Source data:
------------------------------------------------------------------------

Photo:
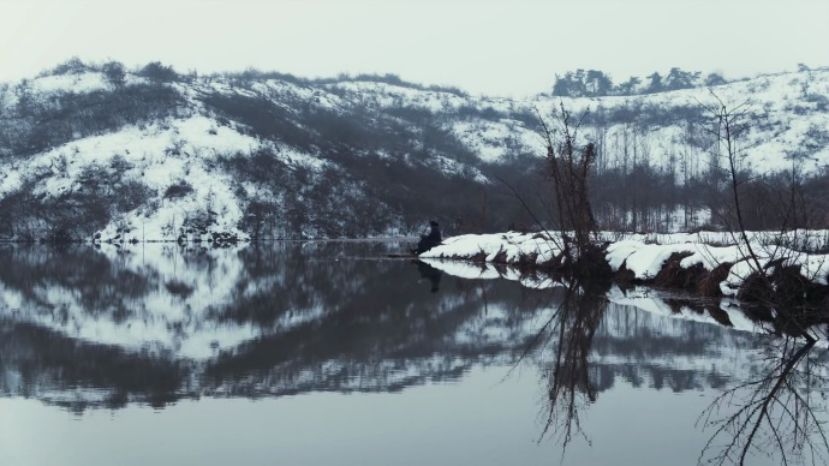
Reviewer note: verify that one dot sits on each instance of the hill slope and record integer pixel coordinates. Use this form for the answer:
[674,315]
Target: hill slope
[83,155]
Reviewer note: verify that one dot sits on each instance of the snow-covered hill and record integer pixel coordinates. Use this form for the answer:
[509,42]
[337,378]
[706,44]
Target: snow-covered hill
[83,155]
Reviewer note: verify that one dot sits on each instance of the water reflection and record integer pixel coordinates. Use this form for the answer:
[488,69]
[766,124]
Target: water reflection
[83,328]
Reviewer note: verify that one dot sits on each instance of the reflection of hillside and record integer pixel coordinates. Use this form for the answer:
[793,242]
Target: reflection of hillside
[103,328]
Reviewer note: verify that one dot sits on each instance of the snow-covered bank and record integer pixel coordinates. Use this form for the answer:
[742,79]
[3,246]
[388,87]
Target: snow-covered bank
[648,258]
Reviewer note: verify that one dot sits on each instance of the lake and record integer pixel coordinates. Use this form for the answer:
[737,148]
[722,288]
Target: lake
[311,353]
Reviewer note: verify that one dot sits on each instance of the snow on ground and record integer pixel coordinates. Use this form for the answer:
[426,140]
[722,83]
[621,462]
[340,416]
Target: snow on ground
[642,298]
[79,83]
[158,156]
[645,255]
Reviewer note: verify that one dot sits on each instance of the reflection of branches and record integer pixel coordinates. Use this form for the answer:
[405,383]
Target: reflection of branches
[569,385]
[775,412]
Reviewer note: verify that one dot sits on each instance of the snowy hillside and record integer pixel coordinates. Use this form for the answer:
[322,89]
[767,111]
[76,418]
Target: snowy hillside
[160,156]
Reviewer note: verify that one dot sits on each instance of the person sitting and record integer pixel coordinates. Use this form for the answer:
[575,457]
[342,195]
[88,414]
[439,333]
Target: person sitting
[429,241]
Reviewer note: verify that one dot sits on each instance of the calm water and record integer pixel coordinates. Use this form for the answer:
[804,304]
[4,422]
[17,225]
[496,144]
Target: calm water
[329,353]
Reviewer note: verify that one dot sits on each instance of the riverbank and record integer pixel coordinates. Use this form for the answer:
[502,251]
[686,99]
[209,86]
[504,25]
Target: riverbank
[711,264]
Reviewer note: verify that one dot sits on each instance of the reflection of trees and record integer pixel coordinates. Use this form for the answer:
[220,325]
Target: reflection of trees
[775,412]
[570,384]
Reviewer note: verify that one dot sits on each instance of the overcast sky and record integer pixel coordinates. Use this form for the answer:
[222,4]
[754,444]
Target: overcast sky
[510,47]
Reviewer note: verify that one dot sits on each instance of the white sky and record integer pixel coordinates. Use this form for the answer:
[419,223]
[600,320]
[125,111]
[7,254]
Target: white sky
[509,47]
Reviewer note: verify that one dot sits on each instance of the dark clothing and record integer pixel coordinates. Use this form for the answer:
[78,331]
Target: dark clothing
[429,241]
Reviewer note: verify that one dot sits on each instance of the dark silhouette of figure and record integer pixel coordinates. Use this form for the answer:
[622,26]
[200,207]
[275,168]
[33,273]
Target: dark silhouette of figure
[429,241]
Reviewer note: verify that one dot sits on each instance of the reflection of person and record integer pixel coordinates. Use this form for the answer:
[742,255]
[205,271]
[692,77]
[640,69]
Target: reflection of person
[430,273]
[431,240]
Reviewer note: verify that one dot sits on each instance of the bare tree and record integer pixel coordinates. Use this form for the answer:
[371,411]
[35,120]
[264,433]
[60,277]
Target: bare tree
[775,413]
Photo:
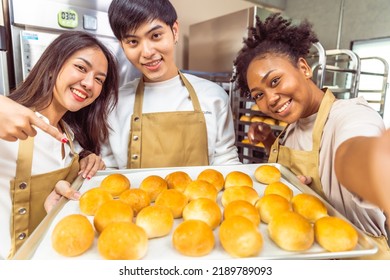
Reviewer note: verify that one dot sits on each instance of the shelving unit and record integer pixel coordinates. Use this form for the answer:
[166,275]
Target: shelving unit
[373,85]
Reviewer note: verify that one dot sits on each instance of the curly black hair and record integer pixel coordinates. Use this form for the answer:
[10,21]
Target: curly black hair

------------------------------------------------------------------------

WORK TO BE COMPLETED:
Write out the rows again, starting at the line that contains "of trees and" and ending at the last line of the rows, leaving out the pictures. Multiply only the answer coordinates listed under each "Target:" line by 0.65, round them to whole numbers with halves going up, and copy every other line unchanged.

EXPECTED ANSWER:
Reviewer note: verify that one dot sits on each instance of the reflection of trees and record integer pixel coordinates. Use this form for the answer:
[220,325]
Target: reflection of trees
[504,268]
[371,250]
Reviewer note: verify that one dot sits on each instance of the overcast sky and record integer pixel coordinates. Use this form for the answer:
[222,4]
[754,444]
Target: overcast sky
[332,31]
Reviewer note: verify that one dot sits on each instance of the white sky and record integer pixel coordinates. Use this form for the answer:
[419,223]
[600,320]
[125,111]
[7,254]
Target: white sky
[331,31]
Reviewer note: verify that one dot sits on each instance of the dark clothing and record integer pixel coordinates. Use this form for the answer:
[78,331]
Target: dark clothing
[279,157]
Reviewer note: verify that one dot sits on each instance of the dark silhouette of figure and record integer pixel coordinates. Use this form for the answer:
[622,26]
[200,207]
[275,168]
[33,273]
Target: dark silhouette of figure
[279,157]
Reviewer note: verify that one dot sits on each instance of the reflection of person and record integer pixel coordinates. Use this form for the answer:
[742,255]
[205,271]
[692,77]
[640,69]
Target: reflection of person
[280,177]
[280,156]
Reviewer note: verify that one dot sits on each instance of the bare tree and record integer pixel coordinates. Use this form for the answer:
[371,411]
[35,120]
[264,433]
[60,277]
Target: bare tree
[504,268]
Photo:
Reviewer note: verify that one dot sits on each instance of the shelving unit and record integer pixel coordinates. Use this form for the answer:
[166,275]
Target: shelving unit
[242,55]
Reviewer note: verify that one dot sits on each instance of the curly black hair and record integer pixel coordinates. Use this form for the answer:
[10,21]
Target: curly black hair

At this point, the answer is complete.